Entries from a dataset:

____

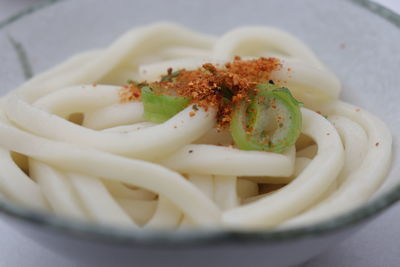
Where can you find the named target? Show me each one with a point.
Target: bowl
(358, 40)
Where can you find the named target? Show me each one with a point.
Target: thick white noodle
(304, 190)
(97, 160)
(361, 183)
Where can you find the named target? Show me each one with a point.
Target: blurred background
(10, 7)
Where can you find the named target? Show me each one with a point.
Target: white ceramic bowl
(358, 40)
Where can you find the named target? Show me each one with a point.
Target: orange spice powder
(211, 85)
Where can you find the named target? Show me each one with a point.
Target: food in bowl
(172, 129)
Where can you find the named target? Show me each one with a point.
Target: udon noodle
(68, 145)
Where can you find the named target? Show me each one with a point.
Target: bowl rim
(200, 237)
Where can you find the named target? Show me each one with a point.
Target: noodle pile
(69, 146)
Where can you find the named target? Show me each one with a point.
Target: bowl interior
(361, 47)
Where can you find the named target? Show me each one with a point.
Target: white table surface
(377, 245)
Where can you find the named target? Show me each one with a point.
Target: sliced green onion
(159, 108)
(170, 77)
(270, 122)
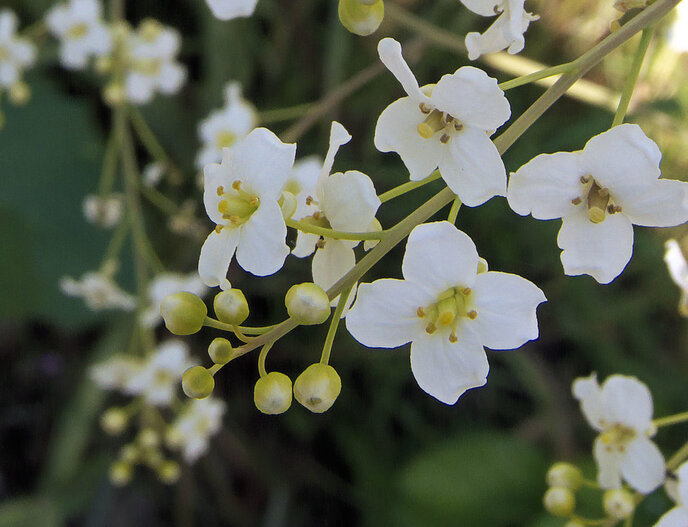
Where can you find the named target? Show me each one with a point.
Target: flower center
(236, 205)
(598, 200)
(452, 306)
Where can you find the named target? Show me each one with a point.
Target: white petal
(390, 55)
(439, 256)
(472, 97)
(506, 306)
(601, 250)
(545, 186)
(384, 315)
(643, 465)
(397, 131)
(262, 248)
(446, 370)
(474, 170)
(216, 255)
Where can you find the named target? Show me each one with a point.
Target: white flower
(621, 411)
(446, 125)
(159, 377)
(16, 53)
(229, 9)
(344, 202)
(192, 430)
(599, 193)
(223, 128)
(166, 284)
(79, 26)
(98, 290)
(506, 32)
(151, 53)
(678, 270)
(447, 310)
(678, 516)
(241, 196)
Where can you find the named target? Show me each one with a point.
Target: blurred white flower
(79, 26)
(599, 193)
(16, 53)
(447, 310)
(621, 411)
(223, 128)
(446, 125)
(505, 33)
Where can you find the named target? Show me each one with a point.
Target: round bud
(559, 501)
(114, 421)
(220, 351)
(197, 382)
(231, 306)
(307, 304)
(272, 393)
(618, 503)
(183, 313)
(565, 475)
(318, 387)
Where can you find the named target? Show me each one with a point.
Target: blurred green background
(386, 453)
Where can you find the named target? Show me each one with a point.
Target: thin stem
(409, 186)
(633, 75)
(332, 331)
(330, 233)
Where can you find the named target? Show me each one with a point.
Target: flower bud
(231, 306)
(361, 18)
(197, 382)
(272, 393)
(559, 501)
(220, 351)
(618, 503)
(317, 387)
(183, 313)
(565, 475)
(307, 304)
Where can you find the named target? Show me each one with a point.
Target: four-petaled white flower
(599, 193)
(79, 26)
(223, 128)
(446, 125)
(192, 430)
(621, 411)
(229, 9)
(241, 197)
(151, 54)
(164, 285)
(16, 53)
(159, 377)
(447, 310)
(678, 270)
(678, 516)
(505, 33)
(344, 202)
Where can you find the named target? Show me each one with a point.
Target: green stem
(407, 187)
(332, 331)
(633, 75)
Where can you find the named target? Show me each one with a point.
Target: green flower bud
(231, 306)
(559, 501)
(183, 313)
(318, 387)
(197, 382)
(618, 503)
(565, 475)
(307, 304)
(220, 351)
(272, 393)
(361, 18)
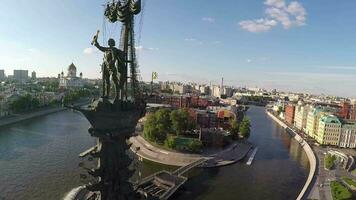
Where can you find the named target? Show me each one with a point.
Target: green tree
(150, 129)
(24, 103)
(245, 128)
(234, 128)
(170, 142)
(163, 122)
(157, 126)
(181, 121)
(195, 146)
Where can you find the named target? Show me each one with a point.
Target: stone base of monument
(113, 124)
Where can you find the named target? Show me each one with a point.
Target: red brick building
(344, 111)
(183, 101)
(353, 111)
(289, 111)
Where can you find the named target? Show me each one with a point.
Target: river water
(39, 160)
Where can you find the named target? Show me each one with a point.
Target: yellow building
(301, 115)
(312, 122)
(328, 131)
(348, 134)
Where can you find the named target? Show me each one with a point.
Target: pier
(163, 184)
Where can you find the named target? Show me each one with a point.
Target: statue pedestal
(113, 124)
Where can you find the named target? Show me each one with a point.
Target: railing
(188, 167)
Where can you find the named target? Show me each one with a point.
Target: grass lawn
(354, 172)
(339, 192)
(350, 182)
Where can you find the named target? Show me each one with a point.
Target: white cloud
(89, 50)
(142, 48)
(258, 25)
(194, 41)
(275, 3)
(190, 39)
(208, 19)
(277, 11)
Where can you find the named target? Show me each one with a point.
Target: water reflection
(39, 160)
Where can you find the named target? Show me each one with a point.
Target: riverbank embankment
(30, 115)
(26, 116)
(308, 150)
(228, 156)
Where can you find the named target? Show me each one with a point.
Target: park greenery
(74, 95)
(166, 127)
(329, 161)
(24, 103)
(240, 130)
(350, 182)
(340, 192)
(183, 144)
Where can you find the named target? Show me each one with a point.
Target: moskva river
(39, 160)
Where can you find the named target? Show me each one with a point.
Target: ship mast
(124, 12)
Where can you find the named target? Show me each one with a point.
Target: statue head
(111, 42)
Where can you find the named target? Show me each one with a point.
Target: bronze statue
(113, 65)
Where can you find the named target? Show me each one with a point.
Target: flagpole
(151, 83)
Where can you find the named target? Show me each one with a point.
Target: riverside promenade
(26, 116)
(228, 156)
(309, 152)
(45, 111)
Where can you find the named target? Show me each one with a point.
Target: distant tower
(222, 86)
(72, 71)
(33, 75)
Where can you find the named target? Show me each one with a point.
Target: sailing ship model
(114, 120)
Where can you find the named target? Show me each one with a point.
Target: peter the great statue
(113, 120)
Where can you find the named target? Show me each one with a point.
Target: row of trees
(159, 124)
(240, 130)
(74, 95)
(24, 103)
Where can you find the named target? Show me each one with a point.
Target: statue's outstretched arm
(103, 49)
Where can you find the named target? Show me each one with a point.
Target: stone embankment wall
(308, 150)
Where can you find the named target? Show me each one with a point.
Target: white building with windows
(300, 116)
(71, 80)
(348, 135)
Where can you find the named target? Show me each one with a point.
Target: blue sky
(299, 45)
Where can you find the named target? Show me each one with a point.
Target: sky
(301, 45)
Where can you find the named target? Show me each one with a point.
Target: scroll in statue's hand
(95, 38)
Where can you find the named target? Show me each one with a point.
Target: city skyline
(288, 45)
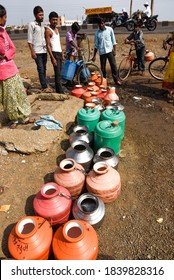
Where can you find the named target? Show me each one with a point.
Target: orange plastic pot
(70, 175)
(53, 202)
(104, 181)
(31, 239)
(75, 240)
(94, 77)
(92, 86)
(111, 96)
(78, 91)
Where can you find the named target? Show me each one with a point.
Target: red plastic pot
(31, 239)
(75, 240)
(53, 202)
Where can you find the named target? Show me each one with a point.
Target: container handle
(115, 123)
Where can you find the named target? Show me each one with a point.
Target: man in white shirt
(37, 45)
(147, 10)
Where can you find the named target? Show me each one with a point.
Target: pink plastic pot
(104, 181)
(53, 202)
(70, 175)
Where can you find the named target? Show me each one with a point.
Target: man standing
(71, 40)
(147, 10)
(105, 43)
(54, 49)
(37, 45)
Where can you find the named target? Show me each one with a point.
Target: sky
(20, 12)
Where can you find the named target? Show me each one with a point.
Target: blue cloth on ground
(49, 122)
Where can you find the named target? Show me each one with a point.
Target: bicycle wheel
(84, 73)
(84, 43)
(157, 68)
(124, 68)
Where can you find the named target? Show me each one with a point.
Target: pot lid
(113, 114)
(108, 129)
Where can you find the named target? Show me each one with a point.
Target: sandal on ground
(12, 125)
(47, 90)
(28, 120)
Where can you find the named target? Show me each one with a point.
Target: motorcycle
(148, 22)
(117, 22)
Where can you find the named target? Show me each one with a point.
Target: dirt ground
(140, 223)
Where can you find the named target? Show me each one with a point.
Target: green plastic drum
(88, 117)
(115, 115)
(107, 134)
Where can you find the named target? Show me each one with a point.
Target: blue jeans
(140, 59)
(41, 61)
(57, 70)
(112, 63)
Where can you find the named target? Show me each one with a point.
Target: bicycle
(83, 68)
(158, 66)
(128, 63)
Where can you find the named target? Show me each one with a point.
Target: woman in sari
(12, 92)
(168, 82)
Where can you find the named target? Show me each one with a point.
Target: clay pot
(75, 240)
(107, 155)
(86, 95)
(104, 182)
(30, 239)
(53, 202)
(92, 86)
(89, 208)
(90, 105)
(98, 81)
(78, 91)
(70, 175)
(82, 153)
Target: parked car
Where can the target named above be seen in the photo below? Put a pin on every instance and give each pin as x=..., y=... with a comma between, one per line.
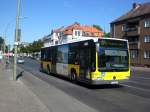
x=20, y=60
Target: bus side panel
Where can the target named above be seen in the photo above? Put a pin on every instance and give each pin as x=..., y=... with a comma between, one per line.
x=62, y=69
x=75, y=68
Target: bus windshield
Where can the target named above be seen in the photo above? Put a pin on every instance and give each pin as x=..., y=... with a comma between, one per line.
x=113, y=58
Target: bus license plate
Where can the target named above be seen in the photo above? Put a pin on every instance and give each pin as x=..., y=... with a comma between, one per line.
x=114, y=82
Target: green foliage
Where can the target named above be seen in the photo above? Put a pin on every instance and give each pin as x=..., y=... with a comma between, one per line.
x=98, y=27
x=31, y=48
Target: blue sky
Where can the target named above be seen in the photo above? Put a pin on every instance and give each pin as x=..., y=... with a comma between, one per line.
x=39, y=17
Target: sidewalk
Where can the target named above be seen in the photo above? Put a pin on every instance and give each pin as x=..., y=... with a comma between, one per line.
x=15, y=96
x=140, y=68
x=30, y=94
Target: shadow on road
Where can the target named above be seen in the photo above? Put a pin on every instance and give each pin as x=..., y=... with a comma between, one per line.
x=88, y=86
x=19, y=75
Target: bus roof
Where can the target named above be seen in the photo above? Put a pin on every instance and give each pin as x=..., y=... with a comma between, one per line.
x=95, y=39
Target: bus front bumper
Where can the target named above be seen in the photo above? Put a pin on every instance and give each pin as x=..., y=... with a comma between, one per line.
x=100, y=82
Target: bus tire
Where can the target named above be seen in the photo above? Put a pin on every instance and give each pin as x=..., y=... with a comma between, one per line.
x=73, y=77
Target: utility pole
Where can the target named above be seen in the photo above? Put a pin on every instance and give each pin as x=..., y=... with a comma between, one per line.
x=16, y=41
x=4, y=45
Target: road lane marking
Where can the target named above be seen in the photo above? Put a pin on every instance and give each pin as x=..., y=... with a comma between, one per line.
x=139, y=83
x=142, y=78
x=135, y=87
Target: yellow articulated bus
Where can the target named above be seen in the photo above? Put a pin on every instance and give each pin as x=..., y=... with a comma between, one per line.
x=92, y=61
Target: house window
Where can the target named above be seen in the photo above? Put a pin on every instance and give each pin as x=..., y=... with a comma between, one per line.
x=77, y=33
x=147, y=38
x=146, y=54
x=147, y=23
x=134, y=54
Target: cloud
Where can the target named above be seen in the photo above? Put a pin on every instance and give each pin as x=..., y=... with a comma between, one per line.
x=67, y=4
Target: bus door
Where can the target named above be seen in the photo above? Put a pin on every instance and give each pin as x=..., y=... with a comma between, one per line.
x=85, y=61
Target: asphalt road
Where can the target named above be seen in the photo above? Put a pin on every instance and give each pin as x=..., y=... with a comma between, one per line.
x=133, y=96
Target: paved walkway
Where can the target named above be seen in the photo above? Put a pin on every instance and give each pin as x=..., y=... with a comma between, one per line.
x=15, y=96
x=140, y=69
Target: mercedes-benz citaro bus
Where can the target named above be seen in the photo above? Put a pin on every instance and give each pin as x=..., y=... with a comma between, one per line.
x=92, y=60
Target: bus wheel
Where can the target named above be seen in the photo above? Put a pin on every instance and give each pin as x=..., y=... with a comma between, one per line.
x=73, y=77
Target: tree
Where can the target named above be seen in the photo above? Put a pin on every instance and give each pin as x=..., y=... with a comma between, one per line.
x=98, y=27
x=106, y=34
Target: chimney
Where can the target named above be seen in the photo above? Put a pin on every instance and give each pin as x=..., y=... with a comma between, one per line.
x=136, y=5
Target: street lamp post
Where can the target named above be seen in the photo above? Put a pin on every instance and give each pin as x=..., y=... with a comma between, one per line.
x=16, y=40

____

Starting at the line that contains "Target: paved walkway", copy each line exactly through the end of the listing above. Include that first line and the last one, and add nothing.

Target: paved walkway
Where can the target named above be seen in the photo above? Put a pin on every instance and give each pin as x=..., y=... with a comma between, one per line.
x=15, y=96
x=140, y=69
Target: mercedes-benz citaro bus
Where can the target named above be seen in the photo above? Put a pin on every instance and give each pin as x=..., y=... with a comma between, one per line.
x=92, y=60
Target: bus wheel
Where can the target named above be seen in the photo above? Put a pin on every instance and give each pin as x=..., y=... with a comma between, one per line.
x=73, y=77
Target: tree
Where can the target named above be seen in the photo above? Put a pin on every instance and give each pin as x=..., y=... with a comma between, one per line.
x=98, y=27
x=106, y=34
Target: chimney
Where can the target named above be seen in the photo above? Put a pin on every instance and give each pin as x=..., y=... with a comma between, one per line.
x=136, y=5
Target: street lamp post
Where can the target named above be seen in the photo above? Put a pin on every instance and give each pin as x=..., y=... with a comma between, one per line.
x=16, y=40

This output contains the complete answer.